## Aufgabe 1
Sammeln Sie aus den unten stehenden Einträgen jede Zeile, welche die Zeichenfolge „hedge“ enthält, und geben Sie diese Zeilen unverändert wieder. Beachten Sie dabei die Groß- und Kleinschreibung.

## Ausgangstext
- - -

München – Auf Initiative der Grünen Landtagsfraktion hin fand am 22. Mai im Wirtschafts- und Sozialausschuss eine gemeinsame Anhörung zum Thema „Auf dem Weg zu einer geschlechtergerechteren Wirtschaft – Care Ökonomie“ statt. Mit „Care-Ökonomie bezeichnet man den gesamten Bereich der bezahlten und unbezahlten Pflege- und Betreuungsarbeit, von der professionellen Pflege im Heim bis zur Hausaufgabenhilfe zuhause.
Verena Osgyan, frauenpolitische Sprecherin der Grünen im bayerischen Landtag, hält es für wichtig, dass die im Rahmen der Care Ökonomie geleistete Arbeit in Zukunft nicht nur mehr Wertschätzung erfährt, sondern auch bezahlt wird. „Mehr als 80% der unbezahlten Sorgearbeit wird von Frauen geleistet. Sie tragen damit einen erheblichen Teil zur Wertschöpfung in unserer Volkswirtschaft bei, haben aber lebenslang ökonomische Nachteile, weil sie in dieser Zeit keine bezahlte Arbeit übernehmen können und entsprechend weniger Rentenansprüche bekommen. „Gleiche Bezahlung für Frauen und Männer bedeutet auch, dass beide für ihre Arbeit bezahlt werden und sich die Arbeit im Bereich Pflege und Betreuung nicht als einseitige ökonomische Sackgasse für Frauen erweist“, erläutert Verena Osgyan.

- - -

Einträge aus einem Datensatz
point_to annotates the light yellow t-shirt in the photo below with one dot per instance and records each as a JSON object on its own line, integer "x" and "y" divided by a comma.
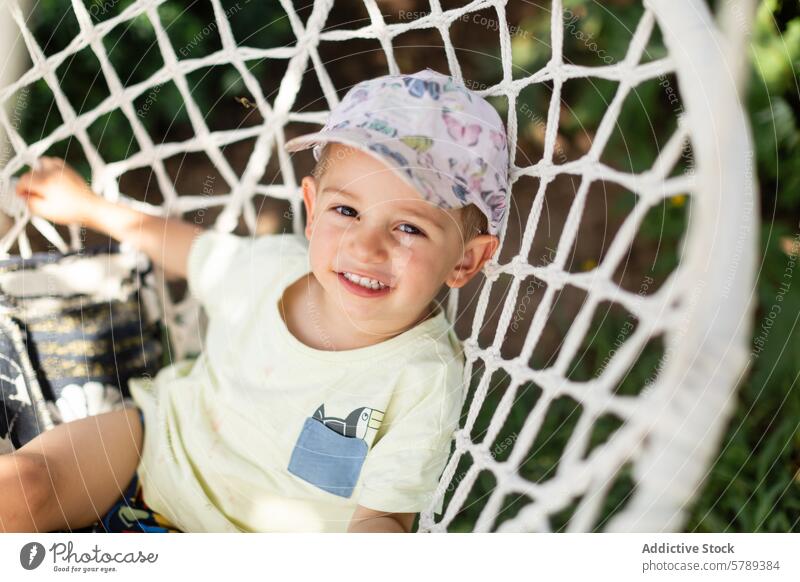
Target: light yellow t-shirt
{"x": 264, "y": 433}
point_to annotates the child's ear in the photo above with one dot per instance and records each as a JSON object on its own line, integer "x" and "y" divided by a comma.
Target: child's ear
{"x": 309, "y": 186}
{"x": 476, "y": 252}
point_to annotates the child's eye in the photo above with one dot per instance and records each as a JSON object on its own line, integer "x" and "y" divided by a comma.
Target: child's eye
{"x": 345, "y": 210}
{"x": 411, "y": 229}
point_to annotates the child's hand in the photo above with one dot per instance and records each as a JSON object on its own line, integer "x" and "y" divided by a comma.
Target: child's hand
{"x": 57, "y": 192}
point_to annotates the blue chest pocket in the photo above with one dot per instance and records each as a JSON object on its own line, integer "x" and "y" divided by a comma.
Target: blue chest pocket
{"x": 326, "y": 459}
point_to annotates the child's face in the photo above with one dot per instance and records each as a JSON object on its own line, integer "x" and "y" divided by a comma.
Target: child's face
{"x": 365, "y": 220}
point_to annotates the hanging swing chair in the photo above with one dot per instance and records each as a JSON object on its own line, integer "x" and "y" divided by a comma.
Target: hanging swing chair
{"x": 636, "y": 451}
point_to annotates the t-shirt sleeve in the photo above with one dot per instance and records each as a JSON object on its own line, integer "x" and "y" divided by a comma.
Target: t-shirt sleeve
{"x": 403, "y": 467}
{"x": 227, "y": 272}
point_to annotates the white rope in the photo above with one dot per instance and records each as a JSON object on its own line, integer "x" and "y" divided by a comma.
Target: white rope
{"x": 669, "y": 431}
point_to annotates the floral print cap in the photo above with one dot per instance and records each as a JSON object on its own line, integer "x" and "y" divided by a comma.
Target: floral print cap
{"x": 446, "y": 141}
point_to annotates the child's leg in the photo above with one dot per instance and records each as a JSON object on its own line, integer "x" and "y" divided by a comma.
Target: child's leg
{"x": 70, "y": 476}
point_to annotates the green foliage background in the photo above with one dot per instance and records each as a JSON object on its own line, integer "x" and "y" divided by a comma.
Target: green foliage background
{"x": 754, "y": 484}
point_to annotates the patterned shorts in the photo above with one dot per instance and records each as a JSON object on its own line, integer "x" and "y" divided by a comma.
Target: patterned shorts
{"x": 131, "y": 514}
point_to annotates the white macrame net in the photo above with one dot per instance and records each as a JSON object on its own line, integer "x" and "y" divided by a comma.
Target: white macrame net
{"x": 670, "y": 431}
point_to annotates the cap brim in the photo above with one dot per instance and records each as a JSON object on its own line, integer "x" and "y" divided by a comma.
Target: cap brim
{"x": 357, "y": 138}
{"x": 353, "y": 137}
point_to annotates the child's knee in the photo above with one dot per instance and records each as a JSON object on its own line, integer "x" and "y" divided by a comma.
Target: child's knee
{"x": 27, "y": 487}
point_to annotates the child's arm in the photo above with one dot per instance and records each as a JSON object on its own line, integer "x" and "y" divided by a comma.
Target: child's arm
{"x": 367, "y": 520}
{"x": 56, "y": 192}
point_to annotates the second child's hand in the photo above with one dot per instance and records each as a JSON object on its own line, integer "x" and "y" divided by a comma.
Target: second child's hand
{"x": 58, "y": 193}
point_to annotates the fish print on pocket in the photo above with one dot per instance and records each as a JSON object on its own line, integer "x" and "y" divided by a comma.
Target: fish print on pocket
{"x": 331, "y": 450}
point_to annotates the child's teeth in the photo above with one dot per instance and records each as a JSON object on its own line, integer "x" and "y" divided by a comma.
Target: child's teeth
{"x": 364, "y": 281}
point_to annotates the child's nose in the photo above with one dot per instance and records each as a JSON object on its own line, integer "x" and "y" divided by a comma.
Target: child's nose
{"x": 369, "y": 244}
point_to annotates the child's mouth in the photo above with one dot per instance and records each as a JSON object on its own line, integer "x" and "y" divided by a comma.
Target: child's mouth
{"x": 360, "y": 290}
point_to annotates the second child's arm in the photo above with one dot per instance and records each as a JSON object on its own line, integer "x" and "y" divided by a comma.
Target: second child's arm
{"x": 165, "y": 241}
{"x": 56, "y": 192}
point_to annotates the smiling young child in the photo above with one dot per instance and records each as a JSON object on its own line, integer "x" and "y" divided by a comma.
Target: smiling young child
{"x": 330, "y": 382}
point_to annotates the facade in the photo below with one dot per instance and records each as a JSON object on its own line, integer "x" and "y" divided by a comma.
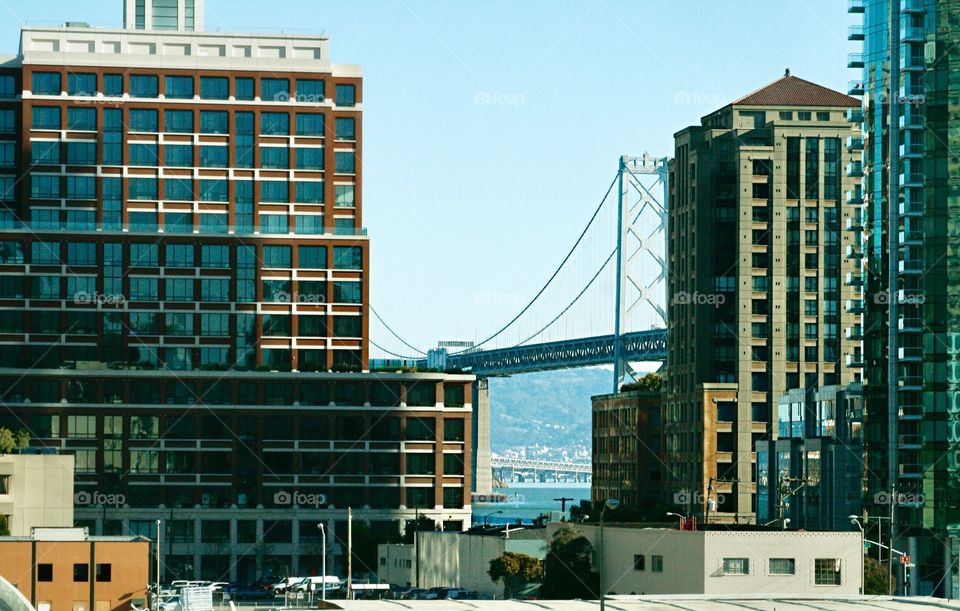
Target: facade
{"x": 457, "y": 559}
{"x": 660, "y": 561}
{"x": 627, "y": 448}
{"x": 913, "y": 313}
{"x": 184, "y": 283}
{"x": 36, "y": 490}
{"x": 64, "y": 569}
{"x": 764, "y": 253}
{"x": 813, "y": 473}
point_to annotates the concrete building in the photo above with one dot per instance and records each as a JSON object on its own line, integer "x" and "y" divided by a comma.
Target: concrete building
{"x": 628, "y": 448}
{"x": 911, "y": 148}
{"x": 36, "y": 490}
{"x": 64, "y": 569}
{"x": 661, "y": 561}
{"x": 763, "y": 255}
{"x": 452, "y": 559}
{"x": 813, "y": 473}
{"x": 184, "y": 282}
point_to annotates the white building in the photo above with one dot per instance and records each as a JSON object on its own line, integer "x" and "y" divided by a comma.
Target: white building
{"x": 666, "y": 561}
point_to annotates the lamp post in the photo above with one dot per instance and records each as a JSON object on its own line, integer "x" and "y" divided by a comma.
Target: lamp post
{"x": 855, "y": 520}
{"x": 323, "y": 555}
{"x": 492, "y": 513}
{"x": 612, "y": 504}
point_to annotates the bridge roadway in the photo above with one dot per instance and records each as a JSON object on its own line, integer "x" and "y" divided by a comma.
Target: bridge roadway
{"x": 638, "y": 346}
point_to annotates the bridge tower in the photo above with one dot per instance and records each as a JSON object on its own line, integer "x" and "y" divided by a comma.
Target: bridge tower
{"x": 641, "y": 287}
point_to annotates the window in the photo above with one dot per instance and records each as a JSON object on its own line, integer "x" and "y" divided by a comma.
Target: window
{"x": 143, "y": 120}
{"x": 178, "y": 121}
{"x": 179, "y": 87}
{"x": 81, "y": 572}
{"x": 46, "y": 83}
{"x": 826, "y": 571}
{"x": 276, "y": 90}
{"x": 144, "y": 86}
{"x": 736, "y": 566}
{"x": 214, "y": 87}
{"x": 275, "y": 123}
{"x": 214, "y": 122}
{"x": 346, "y": 95}
{"x": 245, "y": 88}
{"x": 46, "y": 117}
{"x": 44, "y": 572}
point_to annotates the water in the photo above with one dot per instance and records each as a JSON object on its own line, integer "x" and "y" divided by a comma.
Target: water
{"x": 526, "y": 502}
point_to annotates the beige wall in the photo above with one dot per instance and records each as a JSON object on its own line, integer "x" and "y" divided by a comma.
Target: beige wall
{"x": 39, "y": 492}
{"x": 693, "y": 561}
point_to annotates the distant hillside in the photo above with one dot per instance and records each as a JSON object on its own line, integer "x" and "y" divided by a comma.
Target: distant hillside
{"x": 545, "y": 415}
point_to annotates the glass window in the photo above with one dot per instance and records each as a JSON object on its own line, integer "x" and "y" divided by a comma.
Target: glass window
{"x": 81, "y": 84}
{"x": 144, "y": 86}
{"x": 179, "y": 87}
{"x": 214, "y": 87}
{"x": 46, "y": 83}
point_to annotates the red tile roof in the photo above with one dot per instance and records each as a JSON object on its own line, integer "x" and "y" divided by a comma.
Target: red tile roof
{"x": 792, "y": 91}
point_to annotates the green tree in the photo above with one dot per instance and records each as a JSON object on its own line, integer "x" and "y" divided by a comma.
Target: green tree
{"x": 516, "y": 570}
{"x": 568, "y": 570}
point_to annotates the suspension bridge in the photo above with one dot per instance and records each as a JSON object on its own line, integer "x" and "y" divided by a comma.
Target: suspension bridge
{"x": 612, "y": 280}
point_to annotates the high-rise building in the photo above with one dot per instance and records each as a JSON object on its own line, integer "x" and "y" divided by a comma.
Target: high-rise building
{"x": 912, "y": 339}
{"x": 763, "y": 293}
{"x": 184, "y": 284}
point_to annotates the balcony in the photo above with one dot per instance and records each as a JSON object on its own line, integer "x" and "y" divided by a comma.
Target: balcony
{"x": 855, "y": 115}
{"x": 907, "y": 34}
{"x": 912, "y": 181}
{"x": 910, "y": 325}
{"x": 911, "y": 151}
{"x": 909, "y": 7}
{"x": 854, "y": 306}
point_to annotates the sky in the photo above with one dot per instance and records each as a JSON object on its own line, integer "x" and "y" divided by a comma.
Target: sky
{"x": 492, "y": 129}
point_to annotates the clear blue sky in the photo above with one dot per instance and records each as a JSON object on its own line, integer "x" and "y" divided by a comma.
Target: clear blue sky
{"x": 492, "y": 128}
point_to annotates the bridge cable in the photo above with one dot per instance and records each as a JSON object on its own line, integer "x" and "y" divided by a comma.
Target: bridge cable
{"x": 399, "y": 356}
{"x": 575, "y": 299}
{"x": 552, "y": 276}
{"x": 394, "y": 333}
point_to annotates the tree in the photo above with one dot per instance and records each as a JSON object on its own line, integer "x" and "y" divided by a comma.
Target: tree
{"x": 650, "y": 382}
{"x": 875, "y": 577}
{"x": 516, "y": 570}
{"x": 568, "y": 569}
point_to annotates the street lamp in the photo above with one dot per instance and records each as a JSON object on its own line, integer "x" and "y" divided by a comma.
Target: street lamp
{"x": 612, "y": 504}
{"x": 855, "y": 520}
{"x": 323, "y": 544}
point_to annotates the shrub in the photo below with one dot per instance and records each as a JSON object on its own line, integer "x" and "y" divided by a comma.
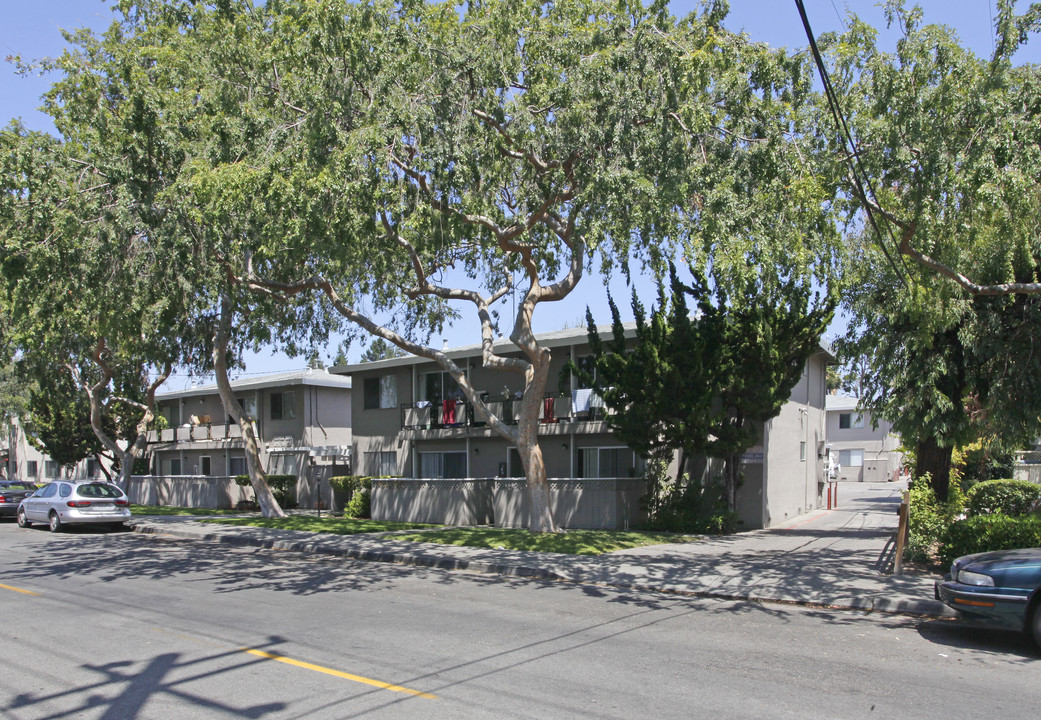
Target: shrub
{"x": 358, "y": 490}
{"x": 281, "y": 486}
{"x": 985, "y": 533}
{"x": 929, "y": 519}
{"x": 1005, "y": 496}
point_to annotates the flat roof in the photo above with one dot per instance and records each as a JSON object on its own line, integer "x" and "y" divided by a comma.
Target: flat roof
{"x": 557, "y": 338}
{"x": 309, "y": 377}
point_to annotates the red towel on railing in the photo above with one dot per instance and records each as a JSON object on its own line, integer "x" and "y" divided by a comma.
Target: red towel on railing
{"x": 548, "y": 411}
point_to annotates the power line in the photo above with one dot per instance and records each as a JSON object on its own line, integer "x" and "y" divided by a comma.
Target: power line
{"x": 855, "y": 161}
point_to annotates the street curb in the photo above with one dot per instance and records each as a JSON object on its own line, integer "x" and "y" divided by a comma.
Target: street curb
{"x": 933, "y": 609}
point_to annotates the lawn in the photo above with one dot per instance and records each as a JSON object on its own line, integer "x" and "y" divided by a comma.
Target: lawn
{"x": 572, "y": 542}
{"x": 170, "y": 510}
{"x": 311, "y": 523}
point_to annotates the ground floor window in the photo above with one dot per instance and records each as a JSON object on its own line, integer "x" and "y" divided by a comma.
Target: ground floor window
{"x": 236, "y": 466}
{"x": 451, "y": 464}
{"x": 607, "y": 462}
{"x": 852, "y": 458}
{"x": 381, "y": 463}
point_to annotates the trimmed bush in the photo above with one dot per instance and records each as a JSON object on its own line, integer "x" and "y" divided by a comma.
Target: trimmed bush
{"x": 283, "y": 487}
{"x": 930, "y": 519}
{"x": 358, "y": 490}
{"x": 985, "y": 533}
{"x": 1005, "y": 496}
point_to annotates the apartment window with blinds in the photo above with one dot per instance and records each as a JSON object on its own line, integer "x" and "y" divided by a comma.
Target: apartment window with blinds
{"x": 380, "y": 393}
{"x": 442, "y": 464}
{"x": 852, "y": 458}
{"x": 381, "y": 463}
{"x": 283, "y": 406}
{"x": 607, "y": 462}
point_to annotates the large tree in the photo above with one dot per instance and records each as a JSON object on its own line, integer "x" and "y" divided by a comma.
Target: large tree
{"x": 940, "y": 171}
{"x": 413, "y": 158}
{"x": 706, "y": 384}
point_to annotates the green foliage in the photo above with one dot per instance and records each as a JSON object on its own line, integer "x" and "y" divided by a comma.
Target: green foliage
{"x": 985, "y": 533}
{"x": 930, "y": 519}
{"x": 704, "y": 385}
{"x": 1005, "y": 496}
{"x": 949, "y": 142}
{"x": 282, "y": 486}
{"x": 358, "y": 490}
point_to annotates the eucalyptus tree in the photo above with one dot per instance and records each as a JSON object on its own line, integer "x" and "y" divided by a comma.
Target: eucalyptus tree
{"x": 704, "y": 384}
{"x": 944, "y": 297}
{"x": 407, "y": 159}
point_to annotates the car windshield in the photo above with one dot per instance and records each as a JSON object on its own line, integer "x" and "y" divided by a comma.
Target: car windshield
{"x": 99, "y": 490}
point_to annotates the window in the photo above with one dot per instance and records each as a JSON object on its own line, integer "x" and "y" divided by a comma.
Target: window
{"x": 852, "y": 458}
{"x": 283, "y": 406}
{"x": 442, "y": 464}
{"x": 607, "y": 462}
{"x": 848, "y": 420}
{"x": 249, "y": 406}
{"x": 381, "y": 463}
{"x": 436, "y": 386}
{"x": 380, "y": 392}
{"x": 173, "y": 414}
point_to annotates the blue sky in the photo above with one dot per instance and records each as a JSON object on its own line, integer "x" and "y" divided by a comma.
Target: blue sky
{"x": 31, "y": 28}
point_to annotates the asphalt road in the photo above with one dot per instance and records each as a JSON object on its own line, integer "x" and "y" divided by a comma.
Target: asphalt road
{"x": 123, "y": 625}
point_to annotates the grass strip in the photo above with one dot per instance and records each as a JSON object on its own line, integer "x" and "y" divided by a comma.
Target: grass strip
{"x": 310, "y": 523}
{"x": 572, "y": 542}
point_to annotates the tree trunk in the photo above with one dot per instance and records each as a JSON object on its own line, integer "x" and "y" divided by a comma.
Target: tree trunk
{"x": 269, "y": 506}
{"x": 731, "y": 479}
{"x": 540, "y": 517}
{"x": 935, "y": 460}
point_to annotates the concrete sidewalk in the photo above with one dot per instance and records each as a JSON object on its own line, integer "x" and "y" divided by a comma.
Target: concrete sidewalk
{"x": 838, "y": 558}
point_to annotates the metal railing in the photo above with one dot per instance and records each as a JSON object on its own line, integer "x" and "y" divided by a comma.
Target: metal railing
{"x": 197, "y": 433}
{"x": 577, "y": 407}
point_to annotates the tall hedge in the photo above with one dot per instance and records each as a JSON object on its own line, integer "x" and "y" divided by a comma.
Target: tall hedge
{"x": 1005, "y": 496}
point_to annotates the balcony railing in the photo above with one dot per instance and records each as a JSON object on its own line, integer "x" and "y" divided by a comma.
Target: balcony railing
{"x": 198, "y": 433}
{"x": 579, "y": 406}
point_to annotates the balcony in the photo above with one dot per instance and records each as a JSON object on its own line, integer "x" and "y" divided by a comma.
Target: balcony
{"x": 581, "y": 406}
{"x": 206, "y": 432}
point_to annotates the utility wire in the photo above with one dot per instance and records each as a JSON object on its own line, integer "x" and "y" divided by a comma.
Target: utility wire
{"x": 855, "y": 162}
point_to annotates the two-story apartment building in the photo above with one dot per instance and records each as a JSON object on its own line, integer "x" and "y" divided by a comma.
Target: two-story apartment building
{"x": 864, "y": 453}
{"x": 302, "y": 417}
{"x": 410, "y": 419}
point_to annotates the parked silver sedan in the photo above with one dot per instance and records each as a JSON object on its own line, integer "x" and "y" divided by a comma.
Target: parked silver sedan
{"x": 11, "y": 492}
{"x": 64, "y": 503}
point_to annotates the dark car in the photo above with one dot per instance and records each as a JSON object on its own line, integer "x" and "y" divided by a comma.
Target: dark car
{"x": 11, "y": 492}
{"x": 1000, "y": 589}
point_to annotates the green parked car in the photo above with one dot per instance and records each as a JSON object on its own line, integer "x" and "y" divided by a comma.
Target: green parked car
{"x": 1000, "y": 589}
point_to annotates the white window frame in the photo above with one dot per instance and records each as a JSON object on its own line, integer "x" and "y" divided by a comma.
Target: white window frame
{"x": 853, "y": 457}
{"x": 286, "y": 405}
{"x": 436, "y": 459}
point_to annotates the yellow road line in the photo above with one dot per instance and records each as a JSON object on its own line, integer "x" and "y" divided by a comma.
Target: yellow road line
{"x": 24, "y": 592}
{"x": 337, "y": 673}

- - -

## Aufgabe 2
Schreiben Sie aus dem obigen Text zur Care-Ökonomie einen Abschnitt wortgetreu nieder: Setzen Sie bei den Worten „München – Auf“ ein und enden Sie nach „zur Hausaufgabenhilfe zuhause.“.

## Ergebnis der Übung 1
point_to annotates the tall hedge in the photo above with one dot per instance and records each as a JSON object on its own line, integer "x" and "y" divided by a comma.
Target: tall hedge

## Ergebnis der Übung 2
München – Auf Initiative der Grünen Landtagsfraktion hin fand am 22. Mai im Wirtschafts- und Sozialausschuss eine gemeinsame Anhörung zum Thema „Auf dem Weg zu einer geschlechtergerechteren Wirtschaft – Care Ökonomie“ statt. Mit „Care-Ökonomie bezeichnet man den gesamten Bereich der bezahlten und unbezahlten Pflege- und Betreuungsarbeit, von der professionellen Pflege im Heim bis zur Hausaufgabenhilfe zuhause.